◆ Exercise goal ◆
Pull out every line below containing the word "photo".

Dataset entries
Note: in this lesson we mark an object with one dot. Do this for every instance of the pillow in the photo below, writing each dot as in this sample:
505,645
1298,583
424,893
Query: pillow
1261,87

...

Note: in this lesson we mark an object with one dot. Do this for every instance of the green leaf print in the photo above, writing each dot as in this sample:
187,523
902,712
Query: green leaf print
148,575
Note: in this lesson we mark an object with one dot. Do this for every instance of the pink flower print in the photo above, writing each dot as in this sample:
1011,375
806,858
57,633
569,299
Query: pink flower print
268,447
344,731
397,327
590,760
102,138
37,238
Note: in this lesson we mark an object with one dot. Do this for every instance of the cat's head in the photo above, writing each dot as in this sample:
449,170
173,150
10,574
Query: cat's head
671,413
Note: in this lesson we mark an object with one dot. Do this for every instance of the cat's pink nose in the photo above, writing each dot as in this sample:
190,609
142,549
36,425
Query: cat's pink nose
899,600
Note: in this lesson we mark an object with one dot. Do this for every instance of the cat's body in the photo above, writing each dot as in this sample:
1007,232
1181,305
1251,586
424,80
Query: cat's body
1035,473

--

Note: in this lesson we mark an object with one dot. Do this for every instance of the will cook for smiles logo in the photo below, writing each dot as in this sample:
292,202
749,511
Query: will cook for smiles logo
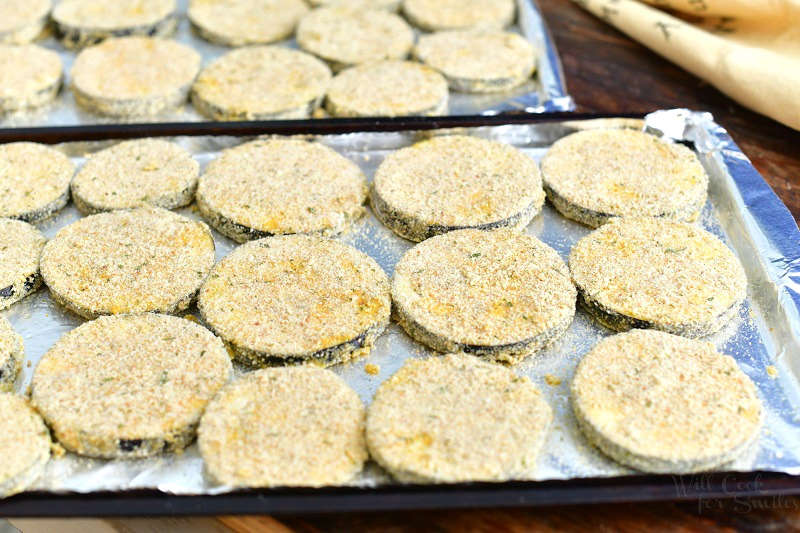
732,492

◆ Result below ◆
Note: in this lesson we mark an object with one dot. Do this for every instance of the pillow in the photo below, writing each dot as in this sample:
Note: in this lesson we mark an object with one dot. Do this for every instance of the green leaf print in the photo above, writing each dot as in this sample:
Note: in this lesson we mark an object with one dot. Do this for every instance of the pink flower print in the photo above, writing each dot as in this sample:
Note: in this lesson we mark an object with one dot. Do this for every instance of the cat's head in the photo above, writing each dot as in this sample:
Note: in this lesson we mark an object with one dot. Do this for every instance of the cat's pink nose in the photo above, writing each dot as in this sample:
Note: in this lesson we mark an object with one dot. Do this for every instance of the cat's body in the photo above, writing each dot as in this sample:
Note: in this lesson we mark an object with one dot. Do this for every instance of the will cook for smiles logo in the photo below, writing each dot as in this sample:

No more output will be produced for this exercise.